* _Passage provided_:
====

The GED Social Studies Test measures a candidate’s skill in understanding and interpreting key history, geography, economics, and civics concepts and principles and applying them to visual and written academic and workplace contexts. Source materials and questions on the GED Social Studies Test address the experiences of citizens, consumers, and workersin the United States, Canada, and the rest of the world.

The test questions are based on written and visual texts drawn from a variety of sources including academic and workplace texts as well as primary and secondary sources.

Content

The GED Social Studies Test includes questions in each of the following areas:

  • History: 40 percent (national, 25 percent; world, 15 percent)
  • Geography: 15 percent.
  • Civics and government: 25 percent.
  • Economics: 20 percent.

GED Social Studies Test—U.S. Edition

Content Area

Topics

U.S. History   Beginnings to 1820 Native Peoples, Colonization, Settlement, Revolution, the New Nation
  1801 to 1890
Expansion, Reform, Civil War, Reconstruction, Industrial Development
  1890 to present
Emergence of Modern American, Great Depression, World War II, Postwar United States, Contemporary United States


World History   Beginnings to 1000 B.C. Beginnings and Early Civilizations
  1000 B.C. to 300 B.C.
Classical Traditions, Empires, Religions
  300 B.C. to 1770 A.D.
Growing Trade, Hemispheric Interactions, First Global Age); 1750 to 1914 (Age of Revolutions
  1900 to present
Urbanization; World Wars; Global Depression; Advances in Science and Technology; New Democracies of Africa, Asia, South America; the Cold War; “Global Culture”

====

[Stored items from a collection]
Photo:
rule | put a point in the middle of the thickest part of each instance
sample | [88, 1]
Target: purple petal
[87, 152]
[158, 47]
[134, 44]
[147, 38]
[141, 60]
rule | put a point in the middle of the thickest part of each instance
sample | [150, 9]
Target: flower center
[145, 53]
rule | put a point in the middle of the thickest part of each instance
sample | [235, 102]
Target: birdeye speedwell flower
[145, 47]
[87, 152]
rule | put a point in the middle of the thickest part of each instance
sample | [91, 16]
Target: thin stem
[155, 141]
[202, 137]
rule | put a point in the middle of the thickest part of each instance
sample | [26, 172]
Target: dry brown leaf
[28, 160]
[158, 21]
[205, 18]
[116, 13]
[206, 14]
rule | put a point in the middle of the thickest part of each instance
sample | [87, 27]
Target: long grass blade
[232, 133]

====

* _Your tasks_:
• 1. In the GED Social Studies passage, what share of the test is made up of economics questions?
• 2. Transcribe the GED Social Studies passage word for word, beginning at the words "The GED Social Studies Test measures" and stopping after "world, 15 percent)".
• 3. Pick up the GED Social Studies passage where it stops and write the next part.

* _Answers below_:
• 1. 20 percent.

• 2.
The GED Social Studies Test measures a candidate’s skill in understanding and interpreting key history, geography, economics, and civics concepts and principles and applying them to visual and written academic and workplace contexts. Source materials and questions on the GED Social Studies Test address the experiences of citizens, consumers, and workersin the United States, Canada, and the rest of the world.

The test questions are based on written and visual texts drawn from a variety of sources including academic and workplace texts as well as primary and secondary sources.

Content

The GED Social Studies Test includes questions in each of the following areas:

  • History: 40 percent (national, 25 percent; world, 15 percent)

• 3.
Civics and Government Civic Life, Politics, Government; Foundations of the American Political System; American Government; Relationship of United States to Other Nations; and Roles of the Citizens in American Democracy.


Geography World in Spatial Terms; Places, Regions, and Physical Systems; Human Systems, Environment, and the Society; and Uses of Geography.


Economics Economic Reasoning and Choice; Comparison of Economic Systems, Business in a Free Enterprise System, Production, Consumers; Financial Institutions; and Government’s Role in the Economy, Labor and the Economy, Global Markets, and Foreign Trade.

GED Social Studies Test—Canadian Edition

The GED Social Studies Test, Canadian Edition, includes the same questions as the U.S. test that relate to concepts and issues with global or international settings, as well as Canadian-specific issues and history.

Canadian Issues   National Unity, Canada in the World, Dilemmas of Status in Relations Between Canada and the United States, Canadian Political System, Parliamentary Governance Structures, Residual Powers to Federal Government, Provincial vs. Federal Relations, Canadian-U.S. Relations, and Economic Issues.


Canadian History   Canada’s Aboriginal Peoples, European Exploration and Colonization, Growth and Chance, Growing Frontier Community, Political Reform and Confederation, The Age of MacDonald (1867–1891), Canada in the 20th Century, and Facing the Challenges of the Modern World.


Context

Approximately 60 percent of the GED Social Studies Test questions relate to concepts and issues taken from a global or international perspective, and the other 40 percent address a specific national setting (either United States or Canada).

Historical Documents

Each form of the GED Social Studies Test includes an excerpt from at least one of the following fundamental historical documents of the United States and Canada:

  • Declaration of Independence.
  • U.S. Constitution.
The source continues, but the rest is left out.